Convert the lines of data below, from the line containing "snow covered river" through the line containing "237 409 554 693", inclusive, into a numbered list with blank lines omitted.

Rows of box annotation data:
= = =

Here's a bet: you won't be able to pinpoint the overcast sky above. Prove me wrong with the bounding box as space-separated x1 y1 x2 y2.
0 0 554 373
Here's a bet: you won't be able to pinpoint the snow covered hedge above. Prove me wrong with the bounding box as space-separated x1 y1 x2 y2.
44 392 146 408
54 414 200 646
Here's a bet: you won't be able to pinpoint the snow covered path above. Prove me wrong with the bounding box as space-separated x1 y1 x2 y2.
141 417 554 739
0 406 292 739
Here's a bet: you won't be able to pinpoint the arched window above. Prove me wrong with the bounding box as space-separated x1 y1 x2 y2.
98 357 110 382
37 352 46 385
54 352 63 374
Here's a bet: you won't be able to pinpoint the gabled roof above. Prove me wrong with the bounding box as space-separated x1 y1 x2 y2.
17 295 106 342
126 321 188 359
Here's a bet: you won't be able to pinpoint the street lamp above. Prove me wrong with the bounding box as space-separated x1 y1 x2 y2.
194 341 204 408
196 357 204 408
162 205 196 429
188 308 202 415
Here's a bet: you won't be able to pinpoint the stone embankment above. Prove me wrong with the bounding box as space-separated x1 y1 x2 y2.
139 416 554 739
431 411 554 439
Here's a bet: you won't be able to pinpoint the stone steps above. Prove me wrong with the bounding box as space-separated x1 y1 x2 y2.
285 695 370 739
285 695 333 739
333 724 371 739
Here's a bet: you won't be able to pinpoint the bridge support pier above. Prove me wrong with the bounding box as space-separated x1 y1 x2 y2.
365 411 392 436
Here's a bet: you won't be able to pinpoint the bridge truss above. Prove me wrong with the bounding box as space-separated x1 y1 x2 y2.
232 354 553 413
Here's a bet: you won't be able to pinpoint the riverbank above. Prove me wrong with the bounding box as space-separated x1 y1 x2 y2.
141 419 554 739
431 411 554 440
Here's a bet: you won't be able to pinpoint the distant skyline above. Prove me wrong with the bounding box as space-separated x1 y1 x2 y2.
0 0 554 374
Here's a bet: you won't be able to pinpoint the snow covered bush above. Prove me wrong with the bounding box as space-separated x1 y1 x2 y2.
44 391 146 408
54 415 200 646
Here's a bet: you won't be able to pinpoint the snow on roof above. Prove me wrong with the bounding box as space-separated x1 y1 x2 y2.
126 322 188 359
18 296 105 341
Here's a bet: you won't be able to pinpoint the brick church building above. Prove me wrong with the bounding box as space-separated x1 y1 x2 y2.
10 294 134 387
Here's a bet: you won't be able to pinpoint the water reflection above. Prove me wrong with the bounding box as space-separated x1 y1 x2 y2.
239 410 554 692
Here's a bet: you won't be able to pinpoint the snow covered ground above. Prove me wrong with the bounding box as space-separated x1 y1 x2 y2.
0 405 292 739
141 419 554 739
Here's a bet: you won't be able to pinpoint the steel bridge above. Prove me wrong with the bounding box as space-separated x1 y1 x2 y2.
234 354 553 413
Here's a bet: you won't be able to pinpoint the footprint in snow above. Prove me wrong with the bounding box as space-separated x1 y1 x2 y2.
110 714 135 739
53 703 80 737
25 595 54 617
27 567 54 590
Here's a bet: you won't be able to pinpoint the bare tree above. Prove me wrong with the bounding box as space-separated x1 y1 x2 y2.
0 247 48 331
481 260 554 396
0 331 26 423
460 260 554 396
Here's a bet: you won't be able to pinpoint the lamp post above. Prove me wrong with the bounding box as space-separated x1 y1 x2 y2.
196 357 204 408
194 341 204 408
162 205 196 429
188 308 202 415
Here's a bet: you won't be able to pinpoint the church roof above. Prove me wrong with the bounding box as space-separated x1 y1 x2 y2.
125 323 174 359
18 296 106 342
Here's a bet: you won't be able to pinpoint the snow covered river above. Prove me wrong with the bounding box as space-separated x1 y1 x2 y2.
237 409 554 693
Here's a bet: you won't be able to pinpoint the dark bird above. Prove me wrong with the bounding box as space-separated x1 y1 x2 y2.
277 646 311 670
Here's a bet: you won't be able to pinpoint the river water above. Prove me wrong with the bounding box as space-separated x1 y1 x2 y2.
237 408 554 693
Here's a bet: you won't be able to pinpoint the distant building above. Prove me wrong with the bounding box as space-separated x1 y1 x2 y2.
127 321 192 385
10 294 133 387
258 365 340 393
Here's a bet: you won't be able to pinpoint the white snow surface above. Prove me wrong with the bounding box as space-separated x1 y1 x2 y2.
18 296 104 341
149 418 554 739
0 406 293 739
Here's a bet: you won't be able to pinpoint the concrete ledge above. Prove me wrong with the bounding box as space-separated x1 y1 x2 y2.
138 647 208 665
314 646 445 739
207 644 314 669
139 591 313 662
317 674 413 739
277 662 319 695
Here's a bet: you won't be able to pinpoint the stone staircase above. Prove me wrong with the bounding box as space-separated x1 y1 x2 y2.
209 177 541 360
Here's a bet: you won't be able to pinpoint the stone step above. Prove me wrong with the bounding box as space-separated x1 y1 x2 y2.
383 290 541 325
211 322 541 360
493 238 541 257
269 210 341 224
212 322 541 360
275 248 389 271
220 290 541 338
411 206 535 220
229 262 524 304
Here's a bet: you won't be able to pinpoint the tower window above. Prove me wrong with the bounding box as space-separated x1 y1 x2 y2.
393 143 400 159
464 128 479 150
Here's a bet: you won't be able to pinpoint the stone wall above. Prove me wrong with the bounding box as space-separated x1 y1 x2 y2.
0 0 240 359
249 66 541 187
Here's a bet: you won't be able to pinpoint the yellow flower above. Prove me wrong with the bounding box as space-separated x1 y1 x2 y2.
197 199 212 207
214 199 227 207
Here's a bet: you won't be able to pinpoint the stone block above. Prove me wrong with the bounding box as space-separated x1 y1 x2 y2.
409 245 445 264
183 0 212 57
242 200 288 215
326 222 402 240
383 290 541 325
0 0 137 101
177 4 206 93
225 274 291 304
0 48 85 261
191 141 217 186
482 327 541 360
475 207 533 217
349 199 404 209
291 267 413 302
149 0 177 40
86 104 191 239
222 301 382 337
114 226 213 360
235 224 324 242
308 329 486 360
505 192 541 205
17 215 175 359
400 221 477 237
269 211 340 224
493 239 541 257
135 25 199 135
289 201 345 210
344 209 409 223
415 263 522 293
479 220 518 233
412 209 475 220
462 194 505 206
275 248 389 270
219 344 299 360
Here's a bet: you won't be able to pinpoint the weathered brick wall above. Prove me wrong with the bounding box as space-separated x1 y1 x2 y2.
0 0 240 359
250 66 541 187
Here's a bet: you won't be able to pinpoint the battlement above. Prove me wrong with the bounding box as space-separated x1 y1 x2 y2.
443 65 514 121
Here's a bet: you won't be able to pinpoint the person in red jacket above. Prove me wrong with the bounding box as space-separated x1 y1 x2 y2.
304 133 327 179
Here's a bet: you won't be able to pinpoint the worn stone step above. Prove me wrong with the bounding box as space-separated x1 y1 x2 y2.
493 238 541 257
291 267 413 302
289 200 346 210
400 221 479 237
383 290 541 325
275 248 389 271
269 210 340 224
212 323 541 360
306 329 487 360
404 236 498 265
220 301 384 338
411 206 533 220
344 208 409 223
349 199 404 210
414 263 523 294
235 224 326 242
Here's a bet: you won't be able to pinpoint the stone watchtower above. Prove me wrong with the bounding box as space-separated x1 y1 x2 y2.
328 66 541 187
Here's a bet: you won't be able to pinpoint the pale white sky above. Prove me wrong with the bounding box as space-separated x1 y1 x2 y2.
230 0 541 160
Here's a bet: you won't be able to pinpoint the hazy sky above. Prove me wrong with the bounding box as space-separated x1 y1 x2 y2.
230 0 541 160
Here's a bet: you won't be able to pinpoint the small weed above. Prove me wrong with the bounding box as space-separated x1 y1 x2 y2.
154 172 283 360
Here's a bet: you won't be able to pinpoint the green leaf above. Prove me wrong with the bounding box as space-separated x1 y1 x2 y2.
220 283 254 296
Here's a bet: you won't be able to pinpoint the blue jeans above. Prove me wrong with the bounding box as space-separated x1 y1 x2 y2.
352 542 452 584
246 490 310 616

= = =

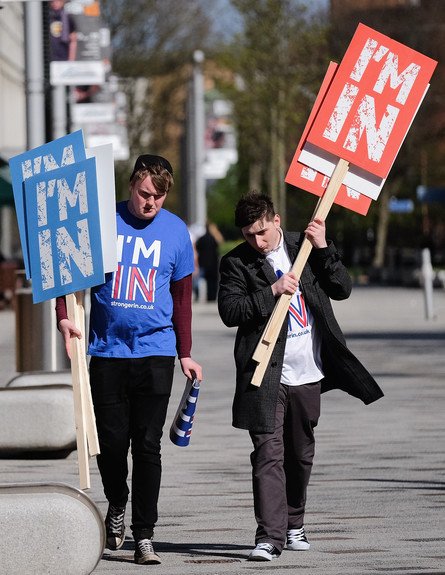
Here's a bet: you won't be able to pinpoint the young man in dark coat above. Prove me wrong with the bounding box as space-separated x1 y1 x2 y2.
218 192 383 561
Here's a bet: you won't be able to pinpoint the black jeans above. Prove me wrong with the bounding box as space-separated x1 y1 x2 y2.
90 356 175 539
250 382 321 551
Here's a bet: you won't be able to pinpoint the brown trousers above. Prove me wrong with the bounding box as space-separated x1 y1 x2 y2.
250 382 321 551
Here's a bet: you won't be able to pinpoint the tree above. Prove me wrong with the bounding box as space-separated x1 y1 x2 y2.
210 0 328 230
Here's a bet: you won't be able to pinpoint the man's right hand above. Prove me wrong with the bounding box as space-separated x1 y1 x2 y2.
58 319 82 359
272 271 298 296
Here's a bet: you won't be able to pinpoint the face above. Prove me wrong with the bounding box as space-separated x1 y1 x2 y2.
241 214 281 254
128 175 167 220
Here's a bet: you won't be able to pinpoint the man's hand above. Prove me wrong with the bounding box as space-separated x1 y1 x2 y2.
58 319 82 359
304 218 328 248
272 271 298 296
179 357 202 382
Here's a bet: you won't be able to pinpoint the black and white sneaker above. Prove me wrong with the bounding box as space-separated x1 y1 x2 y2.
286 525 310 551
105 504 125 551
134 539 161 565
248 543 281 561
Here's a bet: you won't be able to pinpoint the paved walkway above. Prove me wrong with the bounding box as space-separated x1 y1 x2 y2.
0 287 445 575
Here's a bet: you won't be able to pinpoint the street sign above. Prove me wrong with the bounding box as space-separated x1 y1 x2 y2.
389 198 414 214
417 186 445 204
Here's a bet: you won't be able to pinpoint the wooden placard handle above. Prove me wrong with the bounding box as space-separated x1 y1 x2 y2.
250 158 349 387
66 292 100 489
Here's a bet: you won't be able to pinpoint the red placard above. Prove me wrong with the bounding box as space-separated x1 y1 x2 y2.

= = =

Solved problem:
1. Here's a bet: you won't be able to pinpoint the snow covered river above. Prove me wrong with the bounding box as space-separated x1 y1 x2 y2.
2. 237 409 554 693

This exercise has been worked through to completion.